• _Supplied passage_:
• • • • • • •
Writing from the Deeper Self
By Naomi Rose | Updated May 19, 2018
When people think about writing a book ~ if they allow themselves to ~ most often, they think in terms of writing about what they know. Being an expert is really big in the book field, these days. You don't even have to be a writer to be an author who is an expert in something. You just have to put forth your expertise. And conventionally, this means some kind of formula, some kind of "10 steps to health," or "The seven keys to wealth," or some such thing. There's nothing wrong with this; it has its place; and certainly, we are all experts in something. We could all, if we needed to, write some kind of book in this way.
But there is another way of writing, almost the opposite way, that provides both less certainty, to start with, and more deep fulfillment ~ and even, at the end, more expertise. It is the way of writing a book as a quest.
Once you hear the word "quest," you know you are in a different realm than the recitation of facts, or the laying out of already-known answers. You are not even in the realm, necessarily, of ordinary consciousness. You are in the realm of spirit and soul.
This means that your conscious mind will not have the answers, to start with. Indeed, your conscious mind may be relegated to the role of witness, as that which seeks within you takes the lead.
This is both a humbling position, and a vastly empowering one. To start out on a quest with only a seeking, a question (and even that question may not, in the very beginning, be fully formed), and be concentrated enough, be dedicated enough, to be present with what you find, to weather detours and wrong turns, and to develop a "sixth sense" about your nearness to what it is you seek ~ kind of sniffing its presence, making your way through the forest in search of its traces, recognizing its recent footprints quickly fading on the path ~ is to devote yourself to a larger truth: a truth that you hope will, once encountered, illuminate your life, the path you have taken to find it, and all that you went through leading up to the decision (if it was a conscious decision) to go on the quest in the first place. A quest is not an assignment, not a "career move" (though it can have that effect after the fact), not an opportunity to be an expert. A quest is a journey demanded by your soul.
I'm sure that many books have been written in this way, whether the author thought of the process as a quest or not. Some that come to mind include Robert Pirsig's Zen and the Art of Motorcycle Maintenance (I'm pretty sure he didn't write it to become a best-seller, although it did); Jacob Needleman's Money and the Meaning of Life; Ann Patchett's Truth & Beauty: A Friendship; and many other books that started with a need to set out and find something precious, often the writers initially knowing not what.
There is a special joy to writing a quest, in that you don't know what is around the bend until you get there; you don't know which direction your inner compass will take you until you find your foot on that soil; you don't know what it is that you will discover, nor do you know ~ until you discover it ~ what its larger significance is, what patterns it reveals, what light it casts on your deeper being and journey to that point, and beyond. I say, "a special joy"; but clearly, a sometimes quite uncomfortable joy, not to know for that length of time, not to be sure that you are on the right path, or even exactly what you seek. And yet joy it is, because to be even in sensing distance, even far-flung sniffing distance, of whatever is to you, in the time frame of your writing, your holy grail, is to give such meaning to your efforts, such wings under your feet, that you would go longer and further and round more and more bends if it got you any closer to what it is that you are seeking.
• • • • • • •
• _Source material_:
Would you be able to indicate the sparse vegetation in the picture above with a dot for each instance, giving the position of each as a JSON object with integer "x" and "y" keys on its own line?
• • • • • • •
• _Directions_:
Copy everything from "But there is" down to "spirit and soul." in the essay on writing as a quest, renaming "realm" as "domain" wherever it occurs. The lines play no part here.

• _Task result_:
But there is another way of writing, almost the opposite way, that provides both less certainty, to start with, and more deep fulfillment ~ and even, at the end, more expertise. It is the way of writing a book as a quest.
Once you hear the word "quest," you know you are in a different domain than the recitation of facts, or the laying out of already-known answers. You are not even in the domain, necessarily, of ordinary consciousness. You are in the domain of spirit and soul.